*Problem to solve*. Take the line that contains "find | player in white jersey number 7" and each line after it to the end of the data below, and set them down exactly, omitting pictures.

*Region pointing data*.
┄┄┄┄┄┄┄┄┄┄┄┄┄┄┄┄┄┄┄┄
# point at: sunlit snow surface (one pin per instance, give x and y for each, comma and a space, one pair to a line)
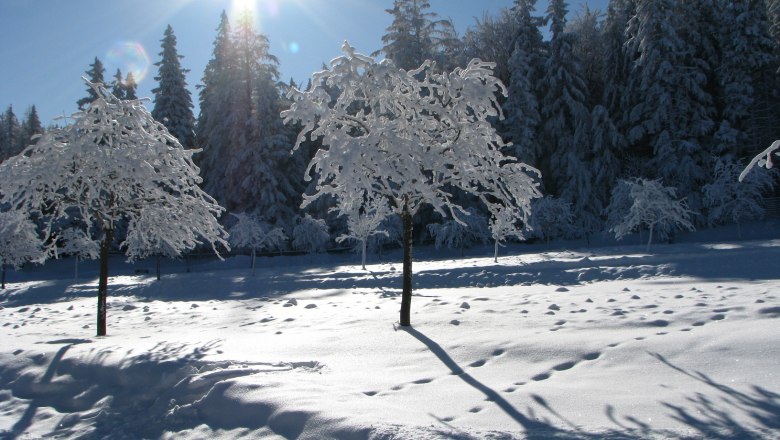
606, 342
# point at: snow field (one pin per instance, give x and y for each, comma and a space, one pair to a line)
607, 343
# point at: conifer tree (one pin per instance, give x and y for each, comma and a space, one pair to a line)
117, 85
212, 131
95, 76
172, 99
10, 134
673, 121
416, 35
130, 87
30, 127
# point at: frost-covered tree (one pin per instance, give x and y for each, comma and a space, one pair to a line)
249, 232
172, 98
130, 86
565, 115
19, 241
310, 234
409, 139
10, 134
95, 76
213, 128
654, 206
731, 201
746, 63
504, 225
468, 230
115, 164
672, 120
30, 127
75, 242
416, 34
118, 86
551, 217
363, 222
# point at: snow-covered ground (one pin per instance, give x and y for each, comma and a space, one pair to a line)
604, 342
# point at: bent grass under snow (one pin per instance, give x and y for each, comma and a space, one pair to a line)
601, 343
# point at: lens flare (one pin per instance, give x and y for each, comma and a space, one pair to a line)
129, 56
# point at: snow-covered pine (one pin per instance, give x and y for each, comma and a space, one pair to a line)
249, 232
75, 242
504, 225
763, 159
672, 117
19, 241
10, 134
745, 52
551, 217
565, 135
468, 230
654, 206
364, 218
732, 201
172, 98
310, 234
114, 163
408, 138
95, 76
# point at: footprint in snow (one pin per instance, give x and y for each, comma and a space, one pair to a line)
564, 366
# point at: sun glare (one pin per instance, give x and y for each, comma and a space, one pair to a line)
238, 7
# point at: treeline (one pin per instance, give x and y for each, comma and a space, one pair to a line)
681, 91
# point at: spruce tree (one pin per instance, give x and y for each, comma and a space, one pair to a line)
117, 85
673, 121
10, 135
416, 34
566, 122
95, 76
130, 87
212, 131
172, 99
30, 127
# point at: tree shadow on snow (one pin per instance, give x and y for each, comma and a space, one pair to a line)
710, 417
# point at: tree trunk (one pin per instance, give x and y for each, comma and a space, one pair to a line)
364, 253
650, 240
406, 294
253, 262
103, 281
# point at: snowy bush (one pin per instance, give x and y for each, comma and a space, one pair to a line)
732, 201
363, 222
504, 225
19, 241
653, 206
469, 229
310, 234
551, 218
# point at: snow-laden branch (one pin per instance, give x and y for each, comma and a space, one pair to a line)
764, 159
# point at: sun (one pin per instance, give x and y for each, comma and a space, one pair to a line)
238, 7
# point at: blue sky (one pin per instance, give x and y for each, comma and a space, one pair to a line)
47, 45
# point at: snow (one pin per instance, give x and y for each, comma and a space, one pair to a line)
600, 342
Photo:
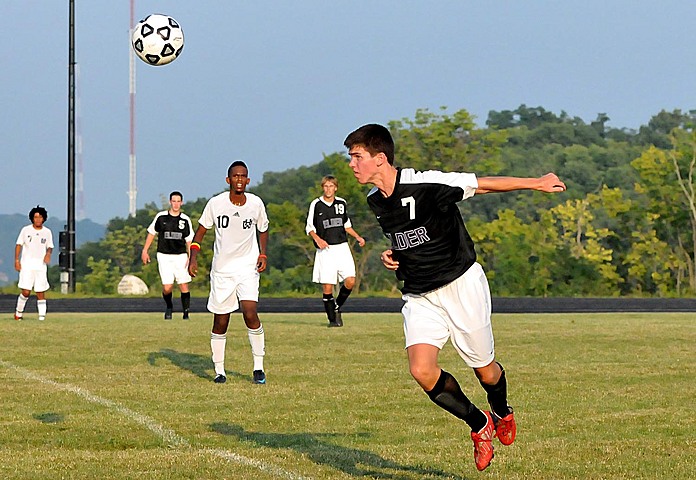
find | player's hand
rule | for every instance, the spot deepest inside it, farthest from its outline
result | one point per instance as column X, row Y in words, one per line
column 388, row 261
column 550, row 183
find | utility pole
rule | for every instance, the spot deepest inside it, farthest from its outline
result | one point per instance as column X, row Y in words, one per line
column 132, row 184
column 67, row 238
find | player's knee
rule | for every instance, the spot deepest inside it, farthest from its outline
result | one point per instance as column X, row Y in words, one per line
column 424, row 375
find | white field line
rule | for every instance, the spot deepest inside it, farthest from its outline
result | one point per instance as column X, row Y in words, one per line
column 167, row 435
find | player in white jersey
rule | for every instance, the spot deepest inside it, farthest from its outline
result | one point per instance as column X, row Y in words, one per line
column 174, row 233
column 445, row 291
column 327, row 224
column 34, row 244
column 241, row 235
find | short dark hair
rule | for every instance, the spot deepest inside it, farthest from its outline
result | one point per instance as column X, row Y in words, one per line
column 40, row 210
column 374, row 138
column 236, row 163
column 329, row 178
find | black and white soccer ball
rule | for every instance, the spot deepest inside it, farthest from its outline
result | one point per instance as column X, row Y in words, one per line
column 158, row 39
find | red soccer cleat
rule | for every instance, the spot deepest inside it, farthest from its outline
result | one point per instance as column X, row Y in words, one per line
column 483, row 443
column 505, row 427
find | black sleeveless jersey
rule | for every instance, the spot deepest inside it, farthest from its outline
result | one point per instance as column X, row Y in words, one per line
column 425, row 227
column 172, row 232
column 329, row 221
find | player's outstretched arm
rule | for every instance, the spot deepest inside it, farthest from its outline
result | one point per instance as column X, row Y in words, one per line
column 193, row 253
column 549, row 183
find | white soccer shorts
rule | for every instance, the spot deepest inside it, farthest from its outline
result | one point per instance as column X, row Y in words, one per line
column 333, row 264
column 460, row 311
column 33, row 279
column 226, row 291
column 173, row 267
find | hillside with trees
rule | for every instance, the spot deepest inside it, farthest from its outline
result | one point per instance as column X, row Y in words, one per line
column 626, row 226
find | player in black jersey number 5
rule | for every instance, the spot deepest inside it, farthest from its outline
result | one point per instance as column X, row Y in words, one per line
column 445, row 291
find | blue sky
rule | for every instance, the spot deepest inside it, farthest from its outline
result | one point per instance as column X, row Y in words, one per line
column 280, row 83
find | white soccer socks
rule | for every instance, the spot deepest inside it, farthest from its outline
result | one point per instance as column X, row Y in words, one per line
column 217, row 345
column 41, row 307
column 21, row 303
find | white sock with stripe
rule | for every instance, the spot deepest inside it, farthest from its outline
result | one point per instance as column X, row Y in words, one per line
column 217, row 345
column 258, row 346
column 21, row 303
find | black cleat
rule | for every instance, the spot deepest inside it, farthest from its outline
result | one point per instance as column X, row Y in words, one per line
column 259, row 377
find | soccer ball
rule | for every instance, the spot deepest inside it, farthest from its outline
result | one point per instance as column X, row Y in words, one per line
column 158, row 39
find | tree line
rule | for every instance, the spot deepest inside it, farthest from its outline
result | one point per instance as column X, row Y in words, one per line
column 626, row 226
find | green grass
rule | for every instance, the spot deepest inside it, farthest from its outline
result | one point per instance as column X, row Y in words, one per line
column 123, row 396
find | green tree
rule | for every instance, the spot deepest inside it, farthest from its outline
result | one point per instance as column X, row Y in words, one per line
column 668, row 178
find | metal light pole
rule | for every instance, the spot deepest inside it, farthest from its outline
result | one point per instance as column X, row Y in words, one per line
column 69, row 265
column 132, row 182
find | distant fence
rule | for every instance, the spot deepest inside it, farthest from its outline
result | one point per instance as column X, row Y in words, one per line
column 358, row 304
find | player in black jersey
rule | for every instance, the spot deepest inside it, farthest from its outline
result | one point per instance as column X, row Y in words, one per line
column 445, row 290
column 174, row 234
column 327, row 224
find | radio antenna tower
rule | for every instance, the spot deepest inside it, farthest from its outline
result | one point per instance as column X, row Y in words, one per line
column 132, row 186
column 78, row 149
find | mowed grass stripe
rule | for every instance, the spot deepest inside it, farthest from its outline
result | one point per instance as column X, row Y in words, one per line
column 600, row 396
column 169, row 436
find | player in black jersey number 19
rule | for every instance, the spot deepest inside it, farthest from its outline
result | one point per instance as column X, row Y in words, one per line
column 328, row 224
column 445, row 291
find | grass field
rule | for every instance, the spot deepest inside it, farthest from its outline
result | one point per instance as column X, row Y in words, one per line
column 123, row 396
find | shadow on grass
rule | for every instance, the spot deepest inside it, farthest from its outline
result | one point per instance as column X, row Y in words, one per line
column 200, row 365
column 352, row 461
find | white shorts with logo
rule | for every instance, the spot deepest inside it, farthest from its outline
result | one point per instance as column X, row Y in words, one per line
column 173, row 267
column 226, row 291
column 34, row 279
column 333, row 264
column 460, row 311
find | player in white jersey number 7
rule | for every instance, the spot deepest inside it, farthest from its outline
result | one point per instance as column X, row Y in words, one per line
column 241, row 235
column 445, row 291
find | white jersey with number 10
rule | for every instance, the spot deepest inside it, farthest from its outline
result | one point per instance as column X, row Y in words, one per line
column 236, row 243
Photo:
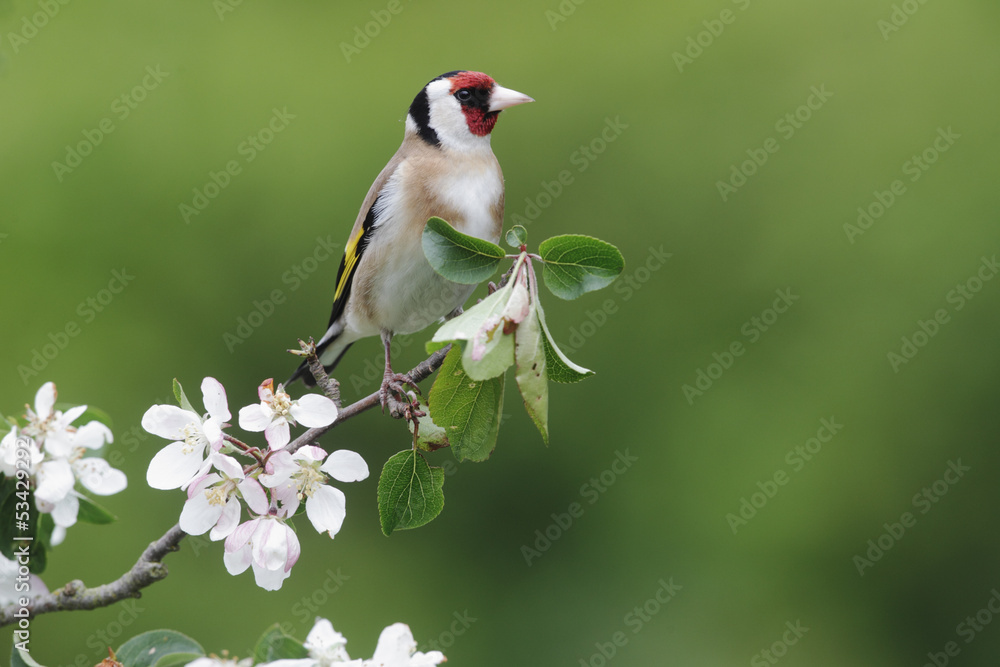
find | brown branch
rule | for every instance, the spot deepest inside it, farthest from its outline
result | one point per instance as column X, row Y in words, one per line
┄┄┄┄┄┄┄┄┄┄┄┄┄┄┄┄┄┄┄┄
*Final answer*.
find | player in white jersey number 7
rule | for every instance, the spot deepest inside it, farthest from its outline
result | one point per instance as column X, row Y in words, one per line
column 241, row 235
column 445, row 291
find | white jersey with number 10
rule | for every instance, the spot deepest inside it, farthest from its outline
result | one point per instance as column X, row Y in words, one per line
column 236, row 243
Photo:
find | brown branch
rule | for every instance, the spot deepest inside it, farthest from its outline
result | one point per instance as column X, row Y in words, one per line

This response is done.